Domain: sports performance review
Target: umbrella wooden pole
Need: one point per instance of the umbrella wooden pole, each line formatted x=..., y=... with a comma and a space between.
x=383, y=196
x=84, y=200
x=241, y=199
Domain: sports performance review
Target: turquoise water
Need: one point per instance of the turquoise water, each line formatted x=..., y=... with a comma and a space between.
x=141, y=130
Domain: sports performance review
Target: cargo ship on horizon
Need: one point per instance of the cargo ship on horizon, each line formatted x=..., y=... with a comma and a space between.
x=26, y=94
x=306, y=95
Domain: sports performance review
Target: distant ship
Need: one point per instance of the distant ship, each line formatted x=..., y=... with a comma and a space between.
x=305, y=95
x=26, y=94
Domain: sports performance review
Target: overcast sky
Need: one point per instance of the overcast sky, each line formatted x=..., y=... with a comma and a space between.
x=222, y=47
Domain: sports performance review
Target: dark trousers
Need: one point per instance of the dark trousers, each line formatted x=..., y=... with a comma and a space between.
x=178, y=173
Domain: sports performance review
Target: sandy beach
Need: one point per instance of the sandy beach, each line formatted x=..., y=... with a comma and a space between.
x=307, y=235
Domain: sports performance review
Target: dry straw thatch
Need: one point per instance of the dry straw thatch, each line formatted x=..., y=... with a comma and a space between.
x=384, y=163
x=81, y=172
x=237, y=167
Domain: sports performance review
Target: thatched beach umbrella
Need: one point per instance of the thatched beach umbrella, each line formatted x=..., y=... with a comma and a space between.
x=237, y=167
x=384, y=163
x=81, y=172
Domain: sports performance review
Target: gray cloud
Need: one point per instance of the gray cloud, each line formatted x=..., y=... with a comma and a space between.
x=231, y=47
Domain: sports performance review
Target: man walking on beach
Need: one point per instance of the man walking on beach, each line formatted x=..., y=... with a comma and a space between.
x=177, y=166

++++++

WORK TO COMPLETE: The full listing must be copied exactly, every line included.

OUTPUT BELOW:
Domain: sports performance review
Target: umbrella wooden pole
Need: one point per instance of the umbrella wooden pole, each line formatted x=..., y=... with a comma and a space between.
x=383, y=196
x=84, y=200
x=241, y=199
Domain: sports performance review
Target: turquoise water
Need: one point per instance of the turquoise water, each line formatted x=..., y=... with a comma and a space between.
x=141, y=130
Domain: sports performance review
Target: cargo ship on horizon
Need: one point per instance of the cargo ship on horizon, each line formatted x=..., y=... with a comma and a space between.
x=26, y=94
x=306, y=95
Domain: sports performance review
Target: distant ship
Need: one point per instance of the distant ship, each line formatted x=..., y=... with a comma and a space between.
x=305, y=95
x=26, y=94
Domain: sports performance review
Target: overcast sky
Need: one point per instance of the overcast sky, each line formatted x=..., y=... with a comma and a space between.
x=222, y=47
Domain: sports performance review
Target: dark trousers
Need: one point per instance of the dark trousers, each line formatted x=..., y=... with a comma and a space between.
x=178, y=173
Domain: sports performance review
Target: sandy beach
Need: one point per instance of the sandy beach, each line formatted x=..., y=... with a comma and a space between.
x=307, y=235
Domain: sports performance review
Target: dry straw thatch
Need: one point per instance of the dry straw thatch, each line formatted x=..., y=... with a comma and a space between.
x=384, y=163
x=81, y=172
x=237, y=167
Domain: sports performance review
Target: thatched beach umbrella
Need: one point per instance of the thatched beach umbrella, each line formatted x=..., y=... with a comma and a space between.
x=237, y=167
x=384, y=163
x=81, y=172
Domain: sports performance review
Target: gray cloud
Need: one point per instance of the gray cloud, each line formatted x=..., y=... with a comma and a space between.
x=231, y=47
Domain: sports performance review
Target: man walking on beach
Need: one point per instance of the man walking on beach, each line formatted x=..., y=... with a comma and a space between.
x=177, y=166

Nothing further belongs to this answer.